Requirements >> Reproduce the entries starting at the line that contains "Every yellow ornament" and ending with the line that contains "73;84;102;112", keeping the request lines, and offset every box coordinate in the answers by adding 117. Leave the request lines and their format samples unchanged.

Rows of box annotation data

──────────

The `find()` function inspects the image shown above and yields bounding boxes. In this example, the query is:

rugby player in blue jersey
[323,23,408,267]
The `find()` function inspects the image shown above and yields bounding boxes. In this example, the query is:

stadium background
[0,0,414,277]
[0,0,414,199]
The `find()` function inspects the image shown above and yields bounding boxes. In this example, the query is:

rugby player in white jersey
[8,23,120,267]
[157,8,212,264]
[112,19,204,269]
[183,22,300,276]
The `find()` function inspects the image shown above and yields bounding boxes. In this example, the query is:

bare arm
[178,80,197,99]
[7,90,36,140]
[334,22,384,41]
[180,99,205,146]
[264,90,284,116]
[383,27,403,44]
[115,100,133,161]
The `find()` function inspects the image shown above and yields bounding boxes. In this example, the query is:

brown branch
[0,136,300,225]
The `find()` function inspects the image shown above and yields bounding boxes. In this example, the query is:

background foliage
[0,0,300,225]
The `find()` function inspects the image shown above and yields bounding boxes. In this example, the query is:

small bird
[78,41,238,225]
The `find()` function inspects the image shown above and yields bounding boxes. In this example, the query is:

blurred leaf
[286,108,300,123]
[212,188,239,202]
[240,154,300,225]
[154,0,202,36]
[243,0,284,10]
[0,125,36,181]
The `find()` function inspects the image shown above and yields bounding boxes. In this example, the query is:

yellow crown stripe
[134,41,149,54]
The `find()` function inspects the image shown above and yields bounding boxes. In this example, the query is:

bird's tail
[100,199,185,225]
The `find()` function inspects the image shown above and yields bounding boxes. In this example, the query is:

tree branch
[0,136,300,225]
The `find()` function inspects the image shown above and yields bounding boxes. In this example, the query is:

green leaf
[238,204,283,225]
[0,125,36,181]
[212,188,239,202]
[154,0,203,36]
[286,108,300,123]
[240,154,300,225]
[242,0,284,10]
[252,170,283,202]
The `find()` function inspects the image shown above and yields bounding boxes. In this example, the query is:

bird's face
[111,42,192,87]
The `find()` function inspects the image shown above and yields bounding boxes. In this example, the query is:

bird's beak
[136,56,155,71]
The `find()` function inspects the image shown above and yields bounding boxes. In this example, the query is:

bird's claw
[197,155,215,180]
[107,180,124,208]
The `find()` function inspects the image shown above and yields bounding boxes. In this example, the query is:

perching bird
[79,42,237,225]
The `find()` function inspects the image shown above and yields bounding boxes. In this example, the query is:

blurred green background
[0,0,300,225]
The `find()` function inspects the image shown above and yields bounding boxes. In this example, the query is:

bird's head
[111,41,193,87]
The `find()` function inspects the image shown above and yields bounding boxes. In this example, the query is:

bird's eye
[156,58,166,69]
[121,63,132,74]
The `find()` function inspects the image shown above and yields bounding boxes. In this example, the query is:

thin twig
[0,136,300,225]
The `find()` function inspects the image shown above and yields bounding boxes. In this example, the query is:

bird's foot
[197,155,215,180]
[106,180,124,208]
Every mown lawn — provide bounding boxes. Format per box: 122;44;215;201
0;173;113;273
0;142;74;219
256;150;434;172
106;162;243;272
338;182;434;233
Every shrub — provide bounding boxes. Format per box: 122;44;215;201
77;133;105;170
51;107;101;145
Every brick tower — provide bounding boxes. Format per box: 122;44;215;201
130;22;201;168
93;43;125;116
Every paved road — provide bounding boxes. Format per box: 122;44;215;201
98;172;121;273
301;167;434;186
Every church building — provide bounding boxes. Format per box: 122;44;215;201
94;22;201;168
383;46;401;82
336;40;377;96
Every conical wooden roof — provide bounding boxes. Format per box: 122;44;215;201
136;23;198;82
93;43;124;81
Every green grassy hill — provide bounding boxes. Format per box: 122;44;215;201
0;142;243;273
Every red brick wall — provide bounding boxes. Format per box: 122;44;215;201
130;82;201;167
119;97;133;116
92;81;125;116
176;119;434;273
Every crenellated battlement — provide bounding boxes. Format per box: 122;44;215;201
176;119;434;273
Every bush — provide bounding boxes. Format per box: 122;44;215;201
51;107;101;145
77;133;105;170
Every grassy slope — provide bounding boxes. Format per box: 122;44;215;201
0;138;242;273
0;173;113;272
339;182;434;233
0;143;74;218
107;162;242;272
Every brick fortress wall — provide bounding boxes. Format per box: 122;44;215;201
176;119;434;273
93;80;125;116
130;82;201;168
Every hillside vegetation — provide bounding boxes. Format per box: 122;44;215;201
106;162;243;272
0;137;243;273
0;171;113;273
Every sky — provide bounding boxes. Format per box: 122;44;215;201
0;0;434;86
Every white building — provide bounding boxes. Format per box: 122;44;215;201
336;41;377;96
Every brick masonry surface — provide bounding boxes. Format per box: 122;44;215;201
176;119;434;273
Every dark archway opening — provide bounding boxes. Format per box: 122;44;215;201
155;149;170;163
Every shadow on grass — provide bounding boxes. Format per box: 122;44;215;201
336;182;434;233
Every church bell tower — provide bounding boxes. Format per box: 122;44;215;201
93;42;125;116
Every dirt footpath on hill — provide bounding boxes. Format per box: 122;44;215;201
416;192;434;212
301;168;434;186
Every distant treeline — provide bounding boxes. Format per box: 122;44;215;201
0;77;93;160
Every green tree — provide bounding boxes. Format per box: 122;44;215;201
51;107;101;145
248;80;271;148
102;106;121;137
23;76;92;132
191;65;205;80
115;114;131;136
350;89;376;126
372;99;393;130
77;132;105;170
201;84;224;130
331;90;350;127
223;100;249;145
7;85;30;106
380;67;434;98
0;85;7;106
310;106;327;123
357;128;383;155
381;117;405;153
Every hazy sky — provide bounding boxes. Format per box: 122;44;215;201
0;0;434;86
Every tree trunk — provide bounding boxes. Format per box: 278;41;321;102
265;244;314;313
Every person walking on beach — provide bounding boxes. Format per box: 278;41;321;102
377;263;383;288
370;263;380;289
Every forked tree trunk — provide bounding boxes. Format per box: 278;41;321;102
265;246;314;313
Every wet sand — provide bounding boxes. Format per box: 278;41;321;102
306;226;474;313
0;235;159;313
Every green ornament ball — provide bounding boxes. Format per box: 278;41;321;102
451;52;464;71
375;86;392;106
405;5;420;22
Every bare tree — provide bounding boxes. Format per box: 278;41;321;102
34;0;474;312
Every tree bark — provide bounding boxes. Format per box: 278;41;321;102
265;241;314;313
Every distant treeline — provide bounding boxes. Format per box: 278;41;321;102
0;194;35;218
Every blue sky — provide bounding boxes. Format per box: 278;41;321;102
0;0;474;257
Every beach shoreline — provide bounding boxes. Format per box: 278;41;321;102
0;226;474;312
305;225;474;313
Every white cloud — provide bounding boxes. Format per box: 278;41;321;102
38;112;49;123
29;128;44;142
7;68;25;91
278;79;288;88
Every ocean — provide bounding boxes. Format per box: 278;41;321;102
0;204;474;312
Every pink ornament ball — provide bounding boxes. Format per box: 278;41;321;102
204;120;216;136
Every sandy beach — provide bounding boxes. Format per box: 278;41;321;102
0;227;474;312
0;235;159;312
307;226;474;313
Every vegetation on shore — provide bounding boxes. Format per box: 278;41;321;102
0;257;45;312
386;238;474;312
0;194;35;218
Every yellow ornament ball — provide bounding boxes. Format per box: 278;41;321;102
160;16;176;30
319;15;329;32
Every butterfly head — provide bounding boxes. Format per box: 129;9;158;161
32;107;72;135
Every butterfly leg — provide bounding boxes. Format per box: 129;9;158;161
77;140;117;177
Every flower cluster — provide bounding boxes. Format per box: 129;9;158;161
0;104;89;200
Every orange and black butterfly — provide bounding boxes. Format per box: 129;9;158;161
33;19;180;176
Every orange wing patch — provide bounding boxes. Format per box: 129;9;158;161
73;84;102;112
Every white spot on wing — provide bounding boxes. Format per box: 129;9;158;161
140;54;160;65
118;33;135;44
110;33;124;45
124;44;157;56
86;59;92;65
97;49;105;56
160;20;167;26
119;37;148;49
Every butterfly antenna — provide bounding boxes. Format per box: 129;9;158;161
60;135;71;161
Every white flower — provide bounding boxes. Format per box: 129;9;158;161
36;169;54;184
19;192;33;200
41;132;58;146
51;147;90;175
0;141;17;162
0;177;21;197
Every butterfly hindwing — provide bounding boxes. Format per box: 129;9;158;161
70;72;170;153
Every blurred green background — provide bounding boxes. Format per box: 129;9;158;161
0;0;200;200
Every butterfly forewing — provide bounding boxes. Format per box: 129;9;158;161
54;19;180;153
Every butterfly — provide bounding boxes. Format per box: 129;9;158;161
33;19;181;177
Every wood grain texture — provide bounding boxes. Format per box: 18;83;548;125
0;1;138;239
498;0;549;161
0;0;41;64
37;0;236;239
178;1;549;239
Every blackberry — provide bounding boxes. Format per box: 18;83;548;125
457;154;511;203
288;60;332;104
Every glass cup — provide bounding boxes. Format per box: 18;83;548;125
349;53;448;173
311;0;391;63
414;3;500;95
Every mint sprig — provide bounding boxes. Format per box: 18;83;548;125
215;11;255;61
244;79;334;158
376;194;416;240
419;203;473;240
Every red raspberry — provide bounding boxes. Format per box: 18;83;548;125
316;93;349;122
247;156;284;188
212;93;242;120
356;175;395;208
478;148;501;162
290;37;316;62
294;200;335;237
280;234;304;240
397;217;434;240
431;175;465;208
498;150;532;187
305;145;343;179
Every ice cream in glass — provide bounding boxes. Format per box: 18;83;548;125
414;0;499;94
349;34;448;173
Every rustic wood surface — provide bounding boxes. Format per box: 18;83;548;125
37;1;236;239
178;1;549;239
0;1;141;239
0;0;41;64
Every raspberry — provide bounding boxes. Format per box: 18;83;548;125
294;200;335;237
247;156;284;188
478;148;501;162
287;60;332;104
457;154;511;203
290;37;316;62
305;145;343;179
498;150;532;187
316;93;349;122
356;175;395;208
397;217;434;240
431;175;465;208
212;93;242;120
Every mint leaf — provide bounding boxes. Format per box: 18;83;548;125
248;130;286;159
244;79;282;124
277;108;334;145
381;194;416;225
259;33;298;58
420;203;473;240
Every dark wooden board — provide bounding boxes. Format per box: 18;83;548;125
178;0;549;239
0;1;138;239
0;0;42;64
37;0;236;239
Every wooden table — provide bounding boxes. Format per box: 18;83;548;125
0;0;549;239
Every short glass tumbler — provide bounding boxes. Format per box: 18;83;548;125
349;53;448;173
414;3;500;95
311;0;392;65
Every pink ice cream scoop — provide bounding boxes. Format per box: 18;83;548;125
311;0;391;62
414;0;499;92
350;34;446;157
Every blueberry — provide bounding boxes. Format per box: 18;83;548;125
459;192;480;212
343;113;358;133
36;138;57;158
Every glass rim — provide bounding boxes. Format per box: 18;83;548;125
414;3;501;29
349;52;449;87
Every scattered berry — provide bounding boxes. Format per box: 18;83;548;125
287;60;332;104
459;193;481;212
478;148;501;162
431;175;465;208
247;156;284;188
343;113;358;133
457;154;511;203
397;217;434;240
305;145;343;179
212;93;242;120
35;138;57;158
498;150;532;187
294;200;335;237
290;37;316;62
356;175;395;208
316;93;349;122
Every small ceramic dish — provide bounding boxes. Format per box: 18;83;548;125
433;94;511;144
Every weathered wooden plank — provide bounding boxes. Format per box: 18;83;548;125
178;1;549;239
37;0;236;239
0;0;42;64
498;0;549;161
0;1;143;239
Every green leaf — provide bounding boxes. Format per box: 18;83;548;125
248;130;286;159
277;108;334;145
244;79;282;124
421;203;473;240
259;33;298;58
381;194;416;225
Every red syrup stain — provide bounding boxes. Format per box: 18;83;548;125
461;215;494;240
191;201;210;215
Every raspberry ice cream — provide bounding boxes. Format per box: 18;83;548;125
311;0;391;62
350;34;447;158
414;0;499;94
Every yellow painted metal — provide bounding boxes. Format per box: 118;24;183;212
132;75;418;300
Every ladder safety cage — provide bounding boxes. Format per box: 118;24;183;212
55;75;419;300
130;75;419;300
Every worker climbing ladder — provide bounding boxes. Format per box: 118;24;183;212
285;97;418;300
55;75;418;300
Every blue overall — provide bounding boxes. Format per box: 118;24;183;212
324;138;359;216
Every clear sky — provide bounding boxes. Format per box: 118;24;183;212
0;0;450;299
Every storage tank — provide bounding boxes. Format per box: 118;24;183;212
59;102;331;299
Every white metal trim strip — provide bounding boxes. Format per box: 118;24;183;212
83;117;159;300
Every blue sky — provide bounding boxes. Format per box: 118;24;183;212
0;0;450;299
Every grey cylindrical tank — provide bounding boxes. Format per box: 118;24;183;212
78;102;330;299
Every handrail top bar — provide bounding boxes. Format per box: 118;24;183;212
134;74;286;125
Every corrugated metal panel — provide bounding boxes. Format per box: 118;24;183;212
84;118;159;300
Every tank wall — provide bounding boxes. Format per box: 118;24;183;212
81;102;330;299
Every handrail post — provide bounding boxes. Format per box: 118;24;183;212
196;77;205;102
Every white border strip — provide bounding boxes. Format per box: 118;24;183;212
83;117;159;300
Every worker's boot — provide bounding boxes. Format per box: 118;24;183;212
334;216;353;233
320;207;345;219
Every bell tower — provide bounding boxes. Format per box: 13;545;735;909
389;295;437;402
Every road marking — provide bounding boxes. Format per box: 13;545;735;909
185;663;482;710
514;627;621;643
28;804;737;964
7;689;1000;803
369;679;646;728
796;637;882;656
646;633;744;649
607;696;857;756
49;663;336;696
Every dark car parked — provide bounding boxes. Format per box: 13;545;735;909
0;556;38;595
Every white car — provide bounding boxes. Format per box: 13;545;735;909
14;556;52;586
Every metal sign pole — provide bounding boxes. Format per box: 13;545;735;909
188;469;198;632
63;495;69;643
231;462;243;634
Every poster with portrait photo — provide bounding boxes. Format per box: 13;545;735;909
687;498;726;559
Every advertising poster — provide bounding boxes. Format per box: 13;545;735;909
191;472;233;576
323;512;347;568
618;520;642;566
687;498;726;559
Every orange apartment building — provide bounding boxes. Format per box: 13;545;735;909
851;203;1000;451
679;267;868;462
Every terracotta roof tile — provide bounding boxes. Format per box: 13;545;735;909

──────────

Complete response >>
Every yellow ornament ball — provide bounding boxes. Format per box: 278;41;321;102
277;133;293;147
436;132;446;149
Every butterfly head — provide bounding boxes. Format per box: 129;9;158;161
149;224;189;252
Every butterfly leg — provide bounding boxes. Format per box: 129;9;158;161
194;257;234;294
Every flower cluster — provide bounding boxes. Format per box: 129;9;158;161
117;221;206;317
Every orange and black butterfly — provide bounding boxes. Format per box: 129;9;158;161
150;136;297;293
Every orange wing patch — provide bounding boxes. Format per box: 129;9;158;161
190;201;219;229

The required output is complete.